Exercise instructions: Copy out the line containing "Q: For every instance of the bus front wheel" and each line after it, through the last one in the material, exactly as written.

Dataset entries:
----------
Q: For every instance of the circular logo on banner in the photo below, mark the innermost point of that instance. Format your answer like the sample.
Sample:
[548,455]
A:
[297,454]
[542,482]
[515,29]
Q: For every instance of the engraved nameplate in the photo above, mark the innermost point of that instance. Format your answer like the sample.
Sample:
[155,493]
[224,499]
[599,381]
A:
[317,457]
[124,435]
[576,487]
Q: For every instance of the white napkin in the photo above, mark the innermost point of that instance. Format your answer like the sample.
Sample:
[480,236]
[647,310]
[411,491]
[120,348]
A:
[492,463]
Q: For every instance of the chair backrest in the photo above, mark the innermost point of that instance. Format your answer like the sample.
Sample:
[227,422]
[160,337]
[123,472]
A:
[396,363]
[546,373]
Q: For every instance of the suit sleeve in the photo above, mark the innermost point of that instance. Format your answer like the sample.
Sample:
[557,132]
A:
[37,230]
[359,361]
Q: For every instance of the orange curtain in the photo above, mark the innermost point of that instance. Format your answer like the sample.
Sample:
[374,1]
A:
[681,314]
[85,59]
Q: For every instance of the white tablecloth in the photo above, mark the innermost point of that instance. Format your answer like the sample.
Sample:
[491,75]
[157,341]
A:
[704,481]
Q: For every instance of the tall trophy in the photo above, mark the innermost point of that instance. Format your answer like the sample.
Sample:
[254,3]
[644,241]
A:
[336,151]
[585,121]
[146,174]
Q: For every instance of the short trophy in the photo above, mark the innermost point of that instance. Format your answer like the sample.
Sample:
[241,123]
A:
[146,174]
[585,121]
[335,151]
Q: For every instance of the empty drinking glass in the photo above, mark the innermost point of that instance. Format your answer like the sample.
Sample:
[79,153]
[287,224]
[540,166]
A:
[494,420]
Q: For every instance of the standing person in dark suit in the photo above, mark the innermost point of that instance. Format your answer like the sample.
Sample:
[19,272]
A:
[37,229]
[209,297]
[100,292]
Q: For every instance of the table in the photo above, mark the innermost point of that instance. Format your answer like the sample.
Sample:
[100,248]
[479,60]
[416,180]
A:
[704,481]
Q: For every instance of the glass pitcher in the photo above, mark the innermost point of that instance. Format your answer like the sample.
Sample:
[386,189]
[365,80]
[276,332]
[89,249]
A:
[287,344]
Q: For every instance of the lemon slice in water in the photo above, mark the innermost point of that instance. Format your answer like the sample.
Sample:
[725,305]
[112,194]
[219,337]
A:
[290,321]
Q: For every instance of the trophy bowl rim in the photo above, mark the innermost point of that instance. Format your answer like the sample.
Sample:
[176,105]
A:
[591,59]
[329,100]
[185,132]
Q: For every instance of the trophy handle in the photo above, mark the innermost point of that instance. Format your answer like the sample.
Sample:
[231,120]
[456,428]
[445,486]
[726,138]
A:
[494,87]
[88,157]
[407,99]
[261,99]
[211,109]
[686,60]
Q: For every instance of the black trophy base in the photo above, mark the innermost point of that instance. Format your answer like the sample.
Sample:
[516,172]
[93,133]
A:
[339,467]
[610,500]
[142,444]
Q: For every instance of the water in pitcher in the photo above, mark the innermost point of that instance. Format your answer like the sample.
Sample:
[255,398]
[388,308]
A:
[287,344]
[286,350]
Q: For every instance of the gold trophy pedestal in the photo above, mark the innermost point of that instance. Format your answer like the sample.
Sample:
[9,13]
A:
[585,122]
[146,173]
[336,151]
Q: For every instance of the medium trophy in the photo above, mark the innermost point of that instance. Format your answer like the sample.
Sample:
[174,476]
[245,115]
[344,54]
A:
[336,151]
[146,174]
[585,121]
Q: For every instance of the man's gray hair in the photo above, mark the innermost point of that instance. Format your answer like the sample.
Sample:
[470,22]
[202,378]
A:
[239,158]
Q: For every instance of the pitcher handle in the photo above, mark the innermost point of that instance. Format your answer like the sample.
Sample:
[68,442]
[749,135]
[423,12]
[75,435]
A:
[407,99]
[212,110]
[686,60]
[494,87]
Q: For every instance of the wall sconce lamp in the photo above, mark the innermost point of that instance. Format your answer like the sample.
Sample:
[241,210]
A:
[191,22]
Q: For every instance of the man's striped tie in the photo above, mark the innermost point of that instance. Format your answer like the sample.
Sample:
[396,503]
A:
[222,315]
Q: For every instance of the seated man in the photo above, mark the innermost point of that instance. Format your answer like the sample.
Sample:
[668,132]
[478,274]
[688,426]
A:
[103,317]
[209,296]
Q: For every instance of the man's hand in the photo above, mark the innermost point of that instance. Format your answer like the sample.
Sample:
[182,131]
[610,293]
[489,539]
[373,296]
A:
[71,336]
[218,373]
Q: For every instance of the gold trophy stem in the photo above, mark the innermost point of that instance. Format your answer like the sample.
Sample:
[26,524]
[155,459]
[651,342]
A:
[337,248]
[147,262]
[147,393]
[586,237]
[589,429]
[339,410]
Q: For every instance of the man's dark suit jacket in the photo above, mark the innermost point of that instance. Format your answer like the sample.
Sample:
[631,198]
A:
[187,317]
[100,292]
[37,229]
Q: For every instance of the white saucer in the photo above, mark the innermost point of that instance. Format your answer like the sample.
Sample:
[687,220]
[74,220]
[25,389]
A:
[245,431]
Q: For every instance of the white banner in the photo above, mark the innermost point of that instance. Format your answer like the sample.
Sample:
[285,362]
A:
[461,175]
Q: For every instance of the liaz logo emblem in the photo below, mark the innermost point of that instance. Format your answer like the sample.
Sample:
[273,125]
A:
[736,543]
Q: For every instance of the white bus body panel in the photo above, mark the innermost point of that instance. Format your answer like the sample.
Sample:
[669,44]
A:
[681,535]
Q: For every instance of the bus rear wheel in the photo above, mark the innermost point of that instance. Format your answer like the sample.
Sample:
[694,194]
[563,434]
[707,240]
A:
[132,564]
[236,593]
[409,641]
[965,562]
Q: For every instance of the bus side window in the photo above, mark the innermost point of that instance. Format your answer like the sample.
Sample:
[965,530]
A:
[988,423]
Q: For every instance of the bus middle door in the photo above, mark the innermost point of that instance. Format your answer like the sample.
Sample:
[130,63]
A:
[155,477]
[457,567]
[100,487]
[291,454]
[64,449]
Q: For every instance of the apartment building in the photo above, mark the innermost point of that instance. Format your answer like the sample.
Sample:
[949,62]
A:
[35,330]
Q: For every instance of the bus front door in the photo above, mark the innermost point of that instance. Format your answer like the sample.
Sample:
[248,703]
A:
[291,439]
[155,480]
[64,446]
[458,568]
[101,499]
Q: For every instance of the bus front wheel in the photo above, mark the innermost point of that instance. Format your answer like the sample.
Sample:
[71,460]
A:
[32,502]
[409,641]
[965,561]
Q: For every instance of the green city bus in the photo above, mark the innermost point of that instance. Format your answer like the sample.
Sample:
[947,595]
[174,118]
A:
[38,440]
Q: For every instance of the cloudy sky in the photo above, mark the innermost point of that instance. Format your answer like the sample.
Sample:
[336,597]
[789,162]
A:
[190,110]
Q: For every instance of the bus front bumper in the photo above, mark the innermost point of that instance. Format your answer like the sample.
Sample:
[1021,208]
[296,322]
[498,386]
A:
----------
Reply to the task:
Q: For every instance of the bus front wheel in the photo above, mark the innermost point of that instance. Format your answer like the sample.
Sample:
[71,460]
A:
[32,502]
[409,641]
[965,561]
Q: For every instance of the green city bus in the photo above, mark the innermost point of that instance. Format your answer like the sample.
Sample:
[947,595]
[174,118]
A:
[38,440]
Q: For every instance of the cloudy sky in the photo above, mark the innermost point of that instance. Format your answer like the sample.
Sample:
[336,597]
[789,162]
A:
[190,110]
Q: For every instance of the bus front bumper in the photo above, mark the innermost point of that instance. Format your answer like the sample.
Sample:
[1021,208]
[296,322]
[498,386]
A:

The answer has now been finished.